**What is being asked:** Count how many lines of the records below contain the string "water", matching case exactly, and reply with only that number.

Object position labeling entries:

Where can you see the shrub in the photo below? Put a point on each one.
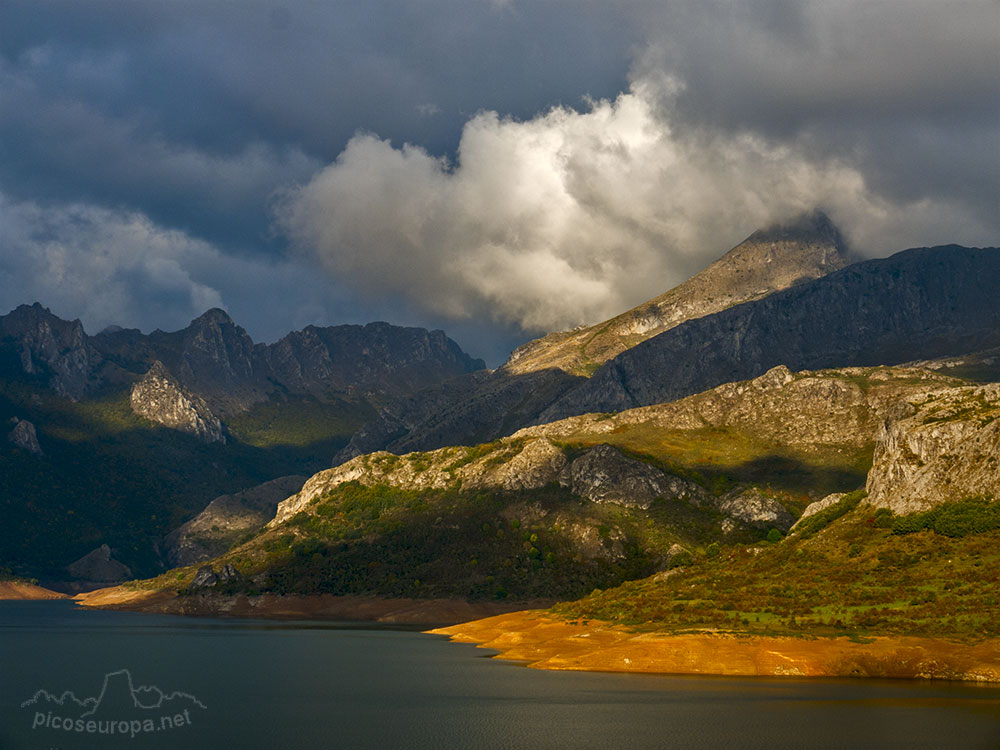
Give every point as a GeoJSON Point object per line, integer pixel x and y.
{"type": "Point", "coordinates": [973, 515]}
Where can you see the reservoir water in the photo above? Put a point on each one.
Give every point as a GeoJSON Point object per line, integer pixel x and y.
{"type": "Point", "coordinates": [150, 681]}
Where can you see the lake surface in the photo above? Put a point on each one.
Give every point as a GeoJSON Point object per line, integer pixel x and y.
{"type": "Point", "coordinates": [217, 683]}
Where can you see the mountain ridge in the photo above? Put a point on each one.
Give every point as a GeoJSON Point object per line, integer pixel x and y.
---
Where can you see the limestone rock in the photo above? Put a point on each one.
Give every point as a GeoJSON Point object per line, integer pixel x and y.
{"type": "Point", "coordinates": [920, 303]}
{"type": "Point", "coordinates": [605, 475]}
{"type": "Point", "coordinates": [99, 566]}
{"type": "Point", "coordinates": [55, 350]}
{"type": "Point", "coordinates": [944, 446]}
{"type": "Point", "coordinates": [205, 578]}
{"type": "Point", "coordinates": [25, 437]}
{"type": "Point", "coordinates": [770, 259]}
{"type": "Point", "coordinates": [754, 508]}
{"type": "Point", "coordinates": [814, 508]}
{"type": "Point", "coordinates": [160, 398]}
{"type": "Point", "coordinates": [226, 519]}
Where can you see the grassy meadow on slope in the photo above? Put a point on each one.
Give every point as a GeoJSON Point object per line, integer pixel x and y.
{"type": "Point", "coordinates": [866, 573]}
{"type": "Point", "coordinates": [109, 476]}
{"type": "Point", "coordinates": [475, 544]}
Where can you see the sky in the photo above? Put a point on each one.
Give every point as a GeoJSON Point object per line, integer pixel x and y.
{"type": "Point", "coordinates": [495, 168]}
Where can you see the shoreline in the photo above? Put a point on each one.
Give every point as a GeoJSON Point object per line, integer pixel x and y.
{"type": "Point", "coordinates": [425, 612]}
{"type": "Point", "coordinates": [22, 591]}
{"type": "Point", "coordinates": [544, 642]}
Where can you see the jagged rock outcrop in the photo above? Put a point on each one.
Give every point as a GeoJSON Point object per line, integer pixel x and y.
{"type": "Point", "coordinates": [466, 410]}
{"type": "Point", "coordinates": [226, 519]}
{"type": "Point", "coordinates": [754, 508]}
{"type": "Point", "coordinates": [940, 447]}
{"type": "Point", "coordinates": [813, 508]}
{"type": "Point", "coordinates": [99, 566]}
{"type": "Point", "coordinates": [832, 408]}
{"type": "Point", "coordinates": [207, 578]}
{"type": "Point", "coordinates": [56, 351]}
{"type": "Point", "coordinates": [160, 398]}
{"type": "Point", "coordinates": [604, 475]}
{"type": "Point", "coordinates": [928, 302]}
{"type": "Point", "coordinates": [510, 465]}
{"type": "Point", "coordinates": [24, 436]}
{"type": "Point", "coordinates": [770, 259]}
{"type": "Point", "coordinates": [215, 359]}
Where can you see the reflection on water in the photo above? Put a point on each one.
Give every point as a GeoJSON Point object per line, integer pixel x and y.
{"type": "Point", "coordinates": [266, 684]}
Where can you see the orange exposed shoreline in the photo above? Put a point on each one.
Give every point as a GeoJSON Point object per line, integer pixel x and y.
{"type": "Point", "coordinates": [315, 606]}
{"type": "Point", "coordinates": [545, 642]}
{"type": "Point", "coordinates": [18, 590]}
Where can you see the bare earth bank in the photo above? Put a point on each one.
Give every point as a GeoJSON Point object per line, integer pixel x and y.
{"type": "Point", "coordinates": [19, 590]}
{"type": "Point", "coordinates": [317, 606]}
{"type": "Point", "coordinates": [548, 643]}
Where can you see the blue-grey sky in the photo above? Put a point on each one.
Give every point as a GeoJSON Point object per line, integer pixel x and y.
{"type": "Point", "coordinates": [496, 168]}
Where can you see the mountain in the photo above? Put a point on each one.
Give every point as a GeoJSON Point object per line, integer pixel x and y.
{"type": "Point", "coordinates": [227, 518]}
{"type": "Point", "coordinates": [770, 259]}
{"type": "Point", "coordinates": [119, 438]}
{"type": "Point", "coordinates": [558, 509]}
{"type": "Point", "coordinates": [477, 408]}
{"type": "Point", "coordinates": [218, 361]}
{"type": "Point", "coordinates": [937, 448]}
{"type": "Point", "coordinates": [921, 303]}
...
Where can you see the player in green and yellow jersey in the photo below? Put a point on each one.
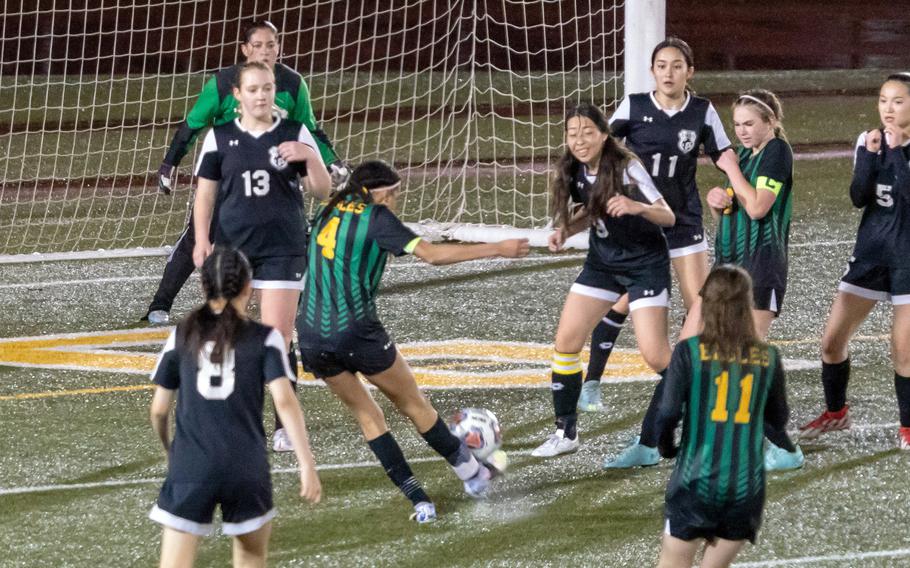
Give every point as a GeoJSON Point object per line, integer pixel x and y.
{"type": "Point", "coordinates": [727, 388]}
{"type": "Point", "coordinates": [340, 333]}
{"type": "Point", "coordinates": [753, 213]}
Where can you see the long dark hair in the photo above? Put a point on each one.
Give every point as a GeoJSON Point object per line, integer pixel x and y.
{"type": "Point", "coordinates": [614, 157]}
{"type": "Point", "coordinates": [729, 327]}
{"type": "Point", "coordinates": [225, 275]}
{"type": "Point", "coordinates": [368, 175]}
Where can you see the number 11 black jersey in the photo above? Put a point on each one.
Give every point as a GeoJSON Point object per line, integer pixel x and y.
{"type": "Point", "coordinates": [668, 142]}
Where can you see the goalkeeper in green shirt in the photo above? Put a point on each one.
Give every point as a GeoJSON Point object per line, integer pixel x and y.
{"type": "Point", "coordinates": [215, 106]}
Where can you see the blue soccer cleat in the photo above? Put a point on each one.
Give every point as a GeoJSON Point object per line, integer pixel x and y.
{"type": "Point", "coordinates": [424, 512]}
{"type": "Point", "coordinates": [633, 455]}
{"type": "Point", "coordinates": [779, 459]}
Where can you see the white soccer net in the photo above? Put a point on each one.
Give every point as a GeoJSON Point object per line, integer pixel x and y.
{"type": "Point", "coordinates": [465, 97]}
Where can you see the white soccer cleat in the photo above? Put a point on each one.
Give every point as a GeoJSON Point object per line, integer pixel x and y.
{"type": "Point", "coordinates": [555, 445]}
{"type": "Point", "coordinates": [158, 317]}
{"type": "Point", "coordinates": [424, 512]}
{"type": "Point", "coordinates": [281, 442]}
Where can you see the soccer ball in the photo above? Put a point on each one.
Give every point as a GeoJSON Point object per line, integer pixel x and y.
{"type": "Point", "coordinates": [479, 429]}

**Exercise solution:** 2